Source material »

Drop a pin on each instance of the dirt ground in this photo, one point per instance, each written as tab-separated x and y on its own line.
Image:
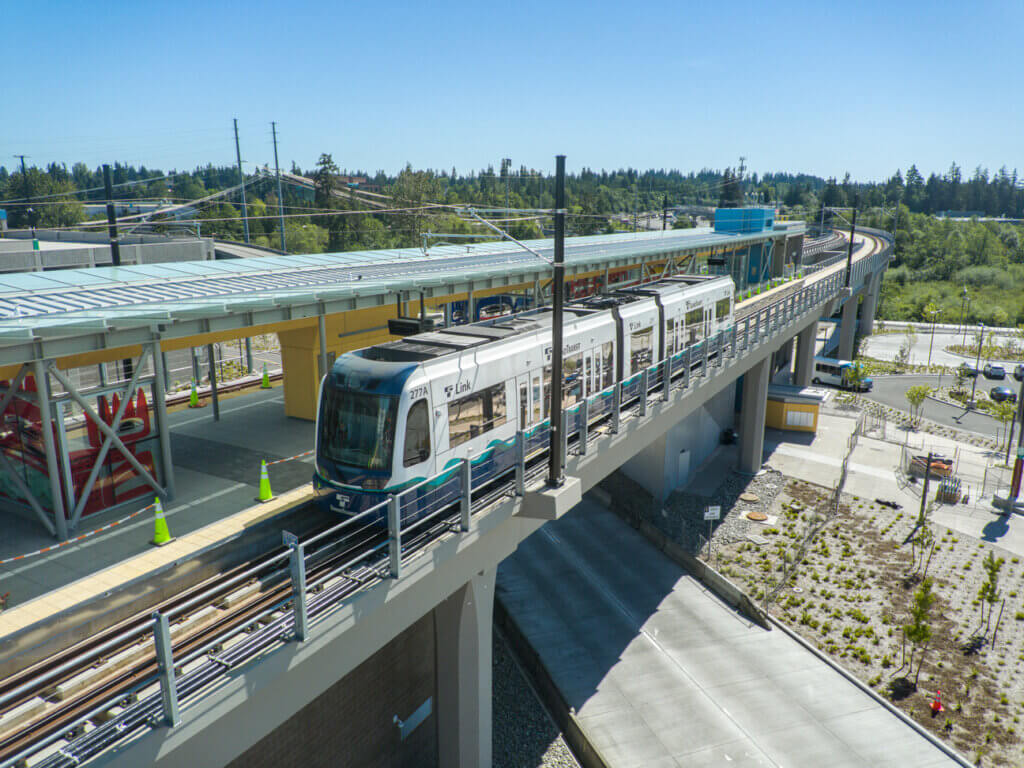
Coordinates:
850	595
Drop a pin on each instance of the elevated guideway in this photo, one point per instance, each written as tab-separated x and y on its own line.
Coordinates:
221	705
317	305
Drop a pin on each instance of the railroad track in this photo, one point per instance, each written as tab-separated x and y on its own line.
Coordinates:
105	688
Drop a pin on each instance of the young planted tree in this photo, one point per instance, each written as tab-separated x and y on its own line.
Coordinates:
919	631
916	395
856	375
989	592
1005	413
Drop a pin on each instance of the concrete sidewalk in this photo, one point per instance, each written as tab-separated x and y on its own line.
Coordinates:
216	474
660	673
872	474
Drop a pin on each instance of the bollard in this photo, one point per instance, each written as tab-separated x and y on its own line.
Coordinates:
466	502
520	463
584	426
297	565
265	494
165	669
564	436
616	407
394	536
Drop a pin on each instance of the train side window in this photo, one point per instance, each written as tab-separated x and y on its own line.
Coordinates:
417	434
475	414
547	390
722	308
641	348
607	365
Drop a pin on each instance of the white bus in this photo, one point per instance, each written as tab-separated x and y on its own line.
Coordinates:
837	373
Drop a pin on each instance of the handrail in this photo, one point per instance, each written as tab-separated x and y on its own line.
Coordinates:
735	343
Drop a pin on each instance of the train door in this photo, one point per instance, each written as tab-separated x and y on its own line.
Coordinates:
523	386
537	396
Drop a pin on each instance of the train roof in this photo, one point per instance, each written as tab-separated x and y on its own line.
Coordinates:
440	342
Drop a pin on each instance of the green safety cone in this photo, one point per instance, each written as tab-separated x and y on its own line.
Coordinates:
265	494
161	534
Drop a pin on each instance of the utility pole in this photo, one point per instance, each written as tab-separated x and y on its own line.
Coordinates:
508	173
849	252
636	185
112	220
555	477
924	491
1015	478
977	365
242	180
281	199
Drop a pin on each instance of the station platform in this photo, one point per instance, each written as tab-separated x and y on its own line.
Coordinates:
217	467
660	673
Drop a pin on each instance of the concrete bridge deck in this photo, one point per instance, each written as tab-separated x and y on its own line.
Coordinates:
660	673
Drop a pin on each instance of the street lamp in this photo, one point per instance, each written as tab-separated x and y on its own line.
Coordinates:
977	365
965	300
933	312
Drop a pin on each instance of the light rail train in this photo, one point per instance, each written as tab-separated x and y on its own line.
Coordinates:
393	415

Exercise goal »
Change "street lamp" to "lamppost" in the part that opens with the line containing "Drop a pin on each instance of the train roof" and runs through the end of the records. Give back only that part, with everything else unchanged.

Output below »
Drop a pin on each instance of the train roof in this photo, one point per instance, each written as tab-separated x and y on its own line.
Coordinates:
440	342
Drop a pin on each instance of the green safety cone in this photo, one point per instance, each written as tab-separated x and y on its own line.
Coordinates:
265	494
161	534
Drop a pin on each instance of the utility pole in this photo, one point per instance, each written as tab-separated x and y on its own line.
Coordinates:
508	173
849	252
636	185
112	220
555	477
924	491
1015	478
977	365
242	180
281	199
Drop a pin on each instance of the station platform in this photo, one point per instance, each written as tab-separated x and y on its own line.
Coordinates:
217	467
660	673
Drop a pin on each instance of the concrete bridge deck in this photo, one point per instance, each written as tab-separated x and y on its own line.
Coordinates:
660	673
Drop a pin on each instance of the lamppost in this photo, one point per instance, each written as tab-separated x and y on its own line.
Coordinates:
977	365
965	300
933	312
Drop a pin on each instance of the light rail train in this photo, one point per instance, each written as tab-separated x and y on its own line.
Coordinates:
393	415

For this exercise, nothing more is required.